THE DATA
☆ ☆ ☆ ☆ ☆ ☆ ☆
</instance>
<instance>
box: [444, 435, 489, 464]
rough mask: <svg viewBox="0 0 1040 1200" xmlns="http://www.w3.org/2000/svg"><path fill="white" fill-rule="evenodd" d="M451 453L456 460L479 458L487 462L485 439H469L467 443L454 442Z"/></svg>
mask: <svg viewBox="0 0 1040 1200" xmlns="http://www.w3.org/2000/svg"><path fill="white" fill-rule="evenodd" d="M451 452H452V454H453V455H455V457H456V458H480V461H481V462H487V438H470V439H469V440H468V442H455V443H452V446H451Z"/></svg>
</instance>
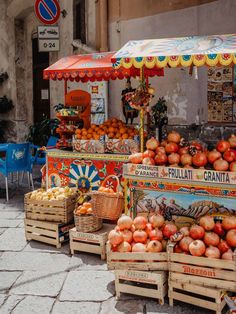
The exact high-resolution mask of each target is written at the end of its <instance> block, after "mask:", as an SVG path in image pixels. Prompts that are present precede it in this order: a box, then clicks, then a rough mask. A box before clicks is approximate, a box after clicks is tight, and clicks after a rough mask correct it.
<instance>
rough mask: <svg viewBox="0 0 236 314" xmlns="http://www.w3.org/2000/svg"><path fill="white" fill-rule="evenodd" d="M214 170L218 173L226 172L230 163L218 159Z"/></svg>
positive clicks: (213, 166)
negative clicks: (221, 172) (220, 172)
mask: <svg viewBox="0 0 236 314" xmlns="http://www.w3.org/2000/svg"><path fill="white" fill-rule="evenodd" d="M213 168H214V169H215V170H216V171H226V170H228V169H229V163H228V161H226V160H224V159H222V158H219V159H217V160H216V161H215V162H214V164H213Z"/></svg>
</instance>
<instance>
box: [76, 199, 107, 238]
mask: <svg viewBox="0 0 236 314" xmlns="http://www.w3.org/2000/svg"><path fill="white" fill-rule="evenodd" d="M74 220H75V227H76V230H77V231H80V232H95V231H98V230H100V229H101V228H102V219H101V218H98V217H97V216H96V215H95V213H94V211H93V208H92V204H91V203H89V202H85V203H83V205H80V206H79V207H78V208H76V209H75V211H74Z"/></svg>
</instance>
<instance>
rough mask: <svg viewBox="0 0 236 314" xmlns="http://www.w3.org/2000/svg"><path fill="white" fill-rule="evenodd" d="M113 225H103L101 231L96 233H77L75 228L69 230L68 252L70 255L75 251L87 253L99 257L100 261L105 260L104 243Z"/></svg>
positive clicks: (100, 229) (98, 230) (105, 244)
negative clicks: (69, 240) (70, 229)
mask: <svg viewBox="0 0 236 314" xmlns="http://www.w3.org/2000/svg"><path fill="white" fill-rule="evenodd" d="M113 228H114V225H110V224H103V227H102V229H100V230H98V231H96V232H89V233H86V232H79V231H76V228H73V229H71V230H70V250H71V254H74V252H75V251H81V252H88V253H94V254H99V255H101V259H102V260H105V258H106V242H107V238H108V233H109V232H110V230H112V229H113Z"/></svg>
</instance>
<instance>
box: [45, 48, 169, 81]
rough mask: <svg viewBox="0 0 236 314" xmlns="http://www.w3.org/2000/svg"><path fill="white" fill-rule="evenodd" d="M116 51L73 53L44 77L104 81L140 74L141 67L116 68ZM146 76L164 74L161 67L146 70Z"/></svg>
☆ ☆ ☆ ☆ ☆ ☆ ☆
AIM OF THE TASK
Copy the data above line for line, without changing anything, and leave the pictures out of your copy.

EXERCISE OUTPUT
</instance>
<instance>
box: [444, 435, 489, 464]
rough mask: <svg viewBox="0 0 1040 1200" xmlns="http://www.w3.org/2000/svg"><path fill="white" fill-rule="evenodd" d="M451 453L456 460L479 458L487 462L485 439H469L467 443L454 442Z"/></svg>
mask: <svg viewBox="0 0 1040 1200" xmlns="http://www.w3.org/2000/svg"><path fill="white" fill-rule="evenodd" d="M451 452H452V454H453V455H455V457H456V458H480V461H481V462H487V438H470V439H469V440H468V442H455V443H452V446H451Z"/></svg>
</instance>
The exact high-resolution mask of each target is written at the end of its <instance> block, after "mask:", as an SVG path in image pixels. Prompts that are present precede it in this order: a box, then clicks, then a rough mask. A box before clicks is approximate, a box after clicks is tight, and clicks after a rough mask correct it.
<instance>
rough mask: <svg viewBox="0 0 236 314" xmlns="http://www.w3.org/2000/svg"><path fill="white" fill-rule="evenodd" d="M214 170L218 173L226 172L230 163L218 159Z"/></svg>
positive clicks: (213, 166)
negative clicks: (221, 172) (220, 172)
mask: <svg viewBox="0 0 236 314" xmlns="http://www.w3.org/2000/svg"><path fill="white" fill-rule="evenodd" d="M213 168H214V169H215V170H216V171H226V170H228V169H229V163H228V161H226V160H224V159H222V158H219V159H217V160H216V161H215V162H214V164H213Z"/></svg>
</instance>
<instance>
box: [76, 199, 107, 238]
mask: <svg viewBox="0 0 236 314" xmlns="http://www.w3.org/2000/svg"><path fill="white" fill-rule="evenodd" d="M74 220H75V227H76V230H77V231H80V232H95V231H98V230H100V229H101V228H102V219H101V218H98V217H97V216H96V215H95V213H94V211H93V208H92V204H91V203H89V202H85V203H83V205H80V206H79V207H78V208H76V209H75V211H74Z"/></svg>
</instance>
<instance>
rough mask: <svg viewBox="0 0 236 314" xmlns="http://www.w3.org/2000/svg"><path fill="white" fill-rule="evenodd" d="M113 225H103L101 231L96 233H77L75 228L69 230L68 252L70 255L75 251L87 253L99 257L100 261L105 260L104 243Z"/></svg>
positive clicks: (100, 229) (98, 230) (105, 244)
negative clicks: (69, 240) (70, 229)
mask: <svg viewBox="0 0 236 314" xmlns="http://www.w3.org/2000/svg"><path fill="white" fill-rule="evenodd" d="M113 228H114V225H110V224H103V227H102V229H100V230H98V231H96V232H89V233H86V232H79V231H76V228H73V229H71V230H70V250H71V254H74V252H75V251H81V252H88V253H94V254H99V255H101V259H102V260H105V258H106V242H107V238H108V233H109V232H110V230H112V229H113Z"/></svg>
</instance>
<instance>
box: [45, 48, 169, 81]
rough mask: <svg viewBox="0 0 236 314" xmlns="http://www.w3.org/2000/svg"><path fill="white" fill-rule="evenodd" d="M116 51L73 53L44 77L104 81L140 74L141 67L116 68ZM146 76L164 74L161 67L146 70Z"/></svg>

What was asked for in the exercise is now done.